Recorded information:
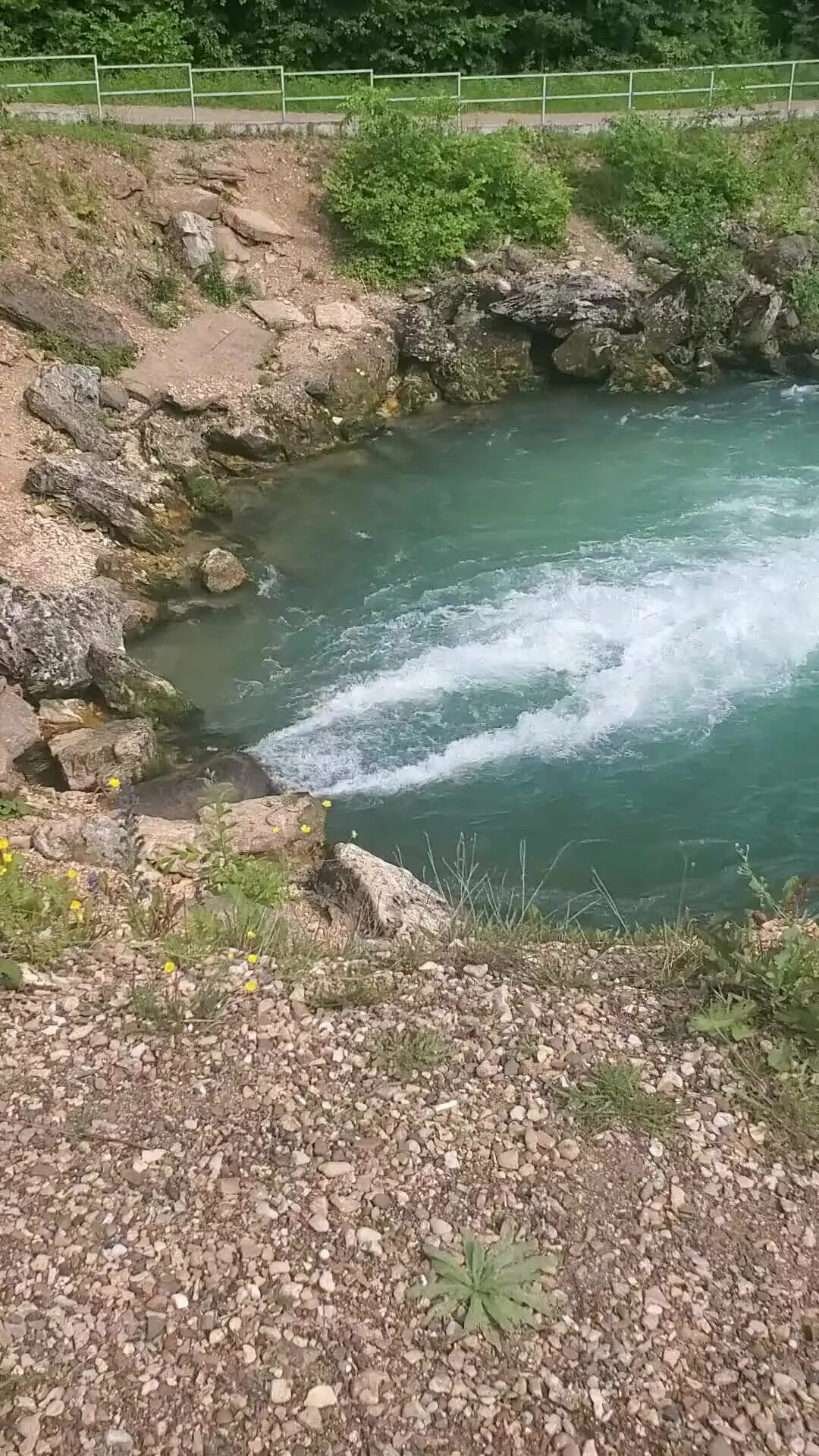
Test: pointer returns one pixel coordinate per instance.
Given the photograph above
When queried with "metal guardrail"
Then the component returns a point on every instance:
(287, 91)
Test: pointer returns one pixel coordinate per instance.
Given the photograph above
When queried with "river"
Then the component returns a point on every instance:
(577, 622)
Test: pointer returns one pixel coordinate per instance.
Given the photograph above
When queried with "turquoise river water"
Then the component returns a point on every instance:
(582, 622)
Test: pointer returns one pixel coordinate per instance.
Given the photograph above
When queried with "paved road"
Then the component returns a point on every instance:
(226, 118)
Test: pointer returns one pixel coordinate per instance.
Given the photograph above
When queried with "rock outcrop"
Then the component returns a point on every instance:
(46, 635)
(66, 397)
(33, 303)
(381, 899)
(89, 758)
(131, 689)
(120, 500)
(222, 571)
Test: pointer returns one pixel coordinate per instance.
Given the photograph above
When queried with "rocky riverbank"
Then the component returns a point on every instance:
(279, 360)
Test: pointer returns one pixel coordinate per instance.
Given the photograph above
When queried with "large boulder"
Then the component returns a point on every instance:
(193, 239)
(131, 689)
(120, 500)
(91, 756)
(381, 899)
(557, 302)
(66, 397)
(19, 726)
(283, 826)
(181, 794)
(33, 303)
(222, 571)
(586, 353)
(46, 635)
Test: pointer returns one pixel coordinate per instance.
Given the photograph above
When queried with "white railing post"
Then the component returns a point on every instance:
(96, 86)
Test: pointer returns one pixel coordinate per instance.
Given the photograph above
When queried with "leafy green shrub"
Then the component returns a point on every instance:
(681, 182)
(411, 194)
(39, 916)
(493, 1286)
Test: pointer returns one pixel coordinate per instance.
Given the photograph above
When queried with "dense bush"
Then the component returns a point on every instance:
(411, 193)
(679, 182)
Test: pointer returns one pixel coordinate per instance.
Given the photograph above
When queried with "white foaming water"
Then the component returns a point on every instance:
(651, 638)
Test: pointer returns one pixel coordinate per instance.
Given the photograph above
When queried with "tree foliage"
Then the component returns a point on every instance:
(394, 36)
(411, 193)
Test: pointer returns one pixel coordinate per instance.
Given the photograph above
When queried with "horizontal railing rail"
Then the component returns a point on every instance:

What the task requires: Using the data above, print every line exactly, omitting pictures.

Task output:
Test: pointer returns one pixel coordinate per instance.
Given the photograph above
When queried with "metal guardrail"
Then the component returns a point on every instance:
(287, 91)
Test: pointer returns one pixel coordinate per instance.
Given the photograph above
When queried with "river"
Then the component returns a point on every instance:
(577, 622)
Test: pointer returns one pixel coordinate per instance.
Given the photograph above
When queried with "turquoise river water"
Then the component returns a point on every instance:
(582, 622)
Test: pointer returns one pixel coordinate per instance.
Given the photograph above
When queried with "paved road"
Then the component returns a point on every instance:
(226, 118)
Test: pointer returns one pixel coordinate per instance.
Given the photograph above
When queried with "rock outcrop"
Then the component returns a point on every instance:
(46, 635)
(66, 397)
(33, 303)
(381, 899)
(89, 758)
(131, 689)
(120, 500)
(222, 571)
Test: pointer returns one pixel coordinate per instance.
Given the photograph above
When queried with "rocky riverbank"
Then the component returns a point on every instance:
(279, 360)
Test: pointer returns one pixel coordinate per instance.
Given the photograph above
When queried with "large boulder"
Then the component returns a point on every instance:
(193, 239)
(131, 689)
(120, 500)
(91, 756)
(381, 899)
(557, 302)
(66, 397)
(19, 726)
(283, 826)
(181, 794)
(33, 303)
(222, 571)
(586, 353)
(46, 635)
Test: pointer returns one pixel coordinate per instance.
Given the photograph above
When queried with "white railing post"
Then the component returns a point on every instance:
(96, 86)
Test: pointer returns one pixel coordinate per instance.
Given the photograph above
When queried with "leafy green shrub"
Then the component returns a point on every instance:
(681, 182)
(411, 194)
(39, 916)
(493, 1286)
Test: pointer returns one pixel coordinate per instance.
Given the photograph above
When queried with "dense bush"
Then the component returns a point on every instance:
(411, 193)
(679, 182)
Test: pointer returns one pixel coordinate per instance.
Given the photograph above
When queried with "white foaming water"
Then the component returns a point on every instance:
(651, 638)
Test: pointer returns one pixel coordinate per instance.
Given the photograph above
When queried with "tree foliage"
Then the component returns a point on every instance:
(394, 36)
(411, 193)
Test: pointer returns one pixel coordinate per instance.
Given the photograph above
When queried with "horizontal railing rail"
Then the component returns a point on every instance:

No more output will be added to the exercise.